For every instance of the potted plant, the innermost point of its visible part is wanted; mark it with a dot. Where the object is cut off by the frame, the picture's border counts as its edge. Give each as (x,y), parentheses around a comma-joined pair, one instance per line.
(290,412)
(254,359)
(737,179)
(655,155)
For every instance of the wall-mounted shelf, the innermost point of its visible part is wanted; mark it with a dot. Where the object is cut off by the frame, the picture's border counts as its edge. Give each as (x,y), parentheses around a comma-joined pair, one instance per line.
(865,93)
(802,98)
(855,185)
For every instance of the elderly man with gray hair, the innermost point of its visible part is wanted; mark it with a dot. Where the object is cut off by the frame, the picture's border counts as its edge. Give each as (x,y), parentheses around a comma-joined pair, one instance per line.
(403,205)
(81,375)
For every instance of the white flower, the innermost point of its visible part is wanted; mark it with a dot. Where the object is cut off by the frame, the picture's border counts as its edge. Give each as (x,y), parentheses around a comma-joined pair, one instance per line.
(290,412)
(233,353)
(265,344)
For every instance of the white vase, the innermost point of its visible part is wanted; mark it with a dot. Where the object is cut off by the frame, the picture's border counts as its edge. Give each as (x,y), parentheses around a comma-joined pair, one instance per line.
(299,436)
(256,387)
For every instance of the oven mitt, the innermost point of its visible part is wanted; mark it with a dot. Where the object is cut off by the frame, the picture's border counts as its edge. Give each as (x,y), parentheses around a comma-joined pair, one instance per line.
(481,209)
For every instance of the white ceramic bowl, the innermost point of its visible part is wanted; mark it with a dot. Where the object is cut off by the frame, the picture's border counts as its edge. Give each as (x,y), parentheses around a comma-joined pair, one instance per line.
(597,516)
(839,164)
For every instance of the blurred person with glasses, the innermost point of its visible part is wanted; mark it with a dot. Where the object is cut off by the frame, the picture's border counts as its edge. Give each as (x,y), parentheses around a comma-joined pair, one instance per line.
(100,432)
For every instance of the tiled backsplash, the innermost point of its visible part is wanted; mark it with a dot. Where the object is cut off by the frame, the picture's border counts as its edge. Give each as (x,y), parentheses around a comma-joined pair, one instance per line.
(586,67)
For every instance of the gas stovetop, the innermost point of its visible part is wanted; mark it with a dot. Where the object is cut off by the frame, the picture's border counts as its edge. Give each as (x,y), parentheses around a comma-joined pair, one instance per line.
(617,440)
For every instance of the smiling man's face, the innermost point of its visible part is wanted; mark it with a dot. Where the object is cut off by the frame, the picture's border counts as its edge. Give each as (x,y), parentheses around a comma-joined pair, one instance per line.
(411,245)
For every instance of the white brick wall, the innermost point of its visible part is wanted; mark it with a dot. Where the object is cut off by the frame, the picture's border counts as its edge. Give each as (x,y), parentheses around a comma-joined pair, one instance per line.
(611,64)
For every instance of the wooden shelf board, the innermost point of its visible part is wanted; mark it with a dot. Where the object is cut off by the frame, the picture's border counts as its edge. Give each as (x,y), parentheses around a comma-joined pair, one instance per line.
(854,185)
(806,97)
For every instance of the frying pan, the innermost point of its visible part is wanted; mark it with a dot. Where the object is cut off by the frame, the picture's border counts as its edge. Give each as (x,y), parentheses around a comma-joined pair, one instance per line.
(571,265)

*Task to carry out:* Print the entries above exactly as they were written, down to the last line.

*Output below:*
For every instance of the potted plant, the innermost point of its visible part is wanted; mark it with a dot. Where the object is cut off by the frame, the picture's border counts as its edge. Give each as (x,y), parentheses around a comma-joined pair, one instance per line.
(290,412)
(254,359)
(737,179)
(655,155)
For every instance of the wall-mounted shelf, the innermost point of its visible part is wanted; mark it with a dot. Where the object is cut off by the frame, the picture's border counts as its edge. Give each as (x,y), parentheses around a comma-joined pair, one instance per line.
(865,93)
(802,98)
(855,185)
For every instance of the elderly man with gray hair, the innermost point of its visible part is wanted; mark it with a dot. Where the object is cut off by the frame, the picture's border counts as its edge. Give each as (x,y), parentheses around a comma-joined pair, one instance per line.
(403,205)
(81,375)
For every instance of the white flower, the innermost point of its visible part is wanted; mark it with a dot. Where the object is cut off by the frame, the picture's border counts as its edge. Give each as (x,y), parentheses around a comma-joined pair, one instance per line.
(290,412)
(233,353)
(265,344)
For every instance of the white vase, the innermost point of its visible part is wanted; mark it with a dot. Where the object is cut off by the frame, the picture's border counts as its edge. Give each as (x,y), parentheses around a comma-joined pair, one instance per line.
(299,436)
(256,387)
For every instance of the oven mitt, the innermost point of its visible part is wanted; mark it with a dot. Where the object is cut off by the frame, the picture's border counts as its edge. Give each as (x,y), parentheses around a comma-joined pair, one instance per line.
(481,209)
For every instance of the white ceramic bowl, the innermost point of its visible part is wanted; mark it with a dot. Where the object is cut off by the frame, the picture's border counts as its edge. Give each as (x,y), parentheses around a comma-joined pair, one instance per line.
(597,516)
(839,164)
For every instance of the blurred person with glasses, the innermost point of its visible part is wanted; mark it with a dot. Where the object is cut off by the frame, the picture's border counts as its edge. Give each as (x,y), parentheses around a comma-joined pair, one instance per line.
(100,432)
For every instance of the tiled backsplash, the innermost point of its visible part is wanted; mark it with a dot. Where the object is cut off by the frame, the picture's border counts as its edge. Give each as (x,y), parentheses around a comma-joined pair, one instance per line.
(586,67)
For every instance of the gas stovetop, the innermost point of its visible part is wanted; mark it with a dot. Where the object is cut off by the frame, the picture's border counts as its edge. Give each as (x,y), parentheses around a comma-joined pair, one instance per line.
(617,440)
For every instance of the smiling man's face, the innermost point of its visible part is wanted; mark it with a dot. Where the object is cut off by the frame, the picture's border counts as its edge. Give each as (x,y), parentheses around a comma-joined pair, one instance per line.
(411,245)
For every instance of the white brick wall, the innermost point of its visible part is wanted; mark it with a dot. Where the object is cut off by the frame, the picture's border counts as its edge. Give each as (x,y), parentheses around a comma-joined pair, one instance per line.
(611,64)
For every instance of the wooden shelf board, the innermost point of its visible part is wanted; mark it with a dot. Where the object is cut off by the frame, the picture's border counts as its edge. Give each as (x,y), parentheses around a comma-joined pair, one instance per line.
(854,185)
(806,97)
For every instance of the frying pan, the innermost point of its visible part is wanted; mark it with a dot. Where the object is cut off by the frame, the picture's border counts as its edge. Give each as (x,y), parentheses around a comma-joined pair, one instance per line.
(571,265)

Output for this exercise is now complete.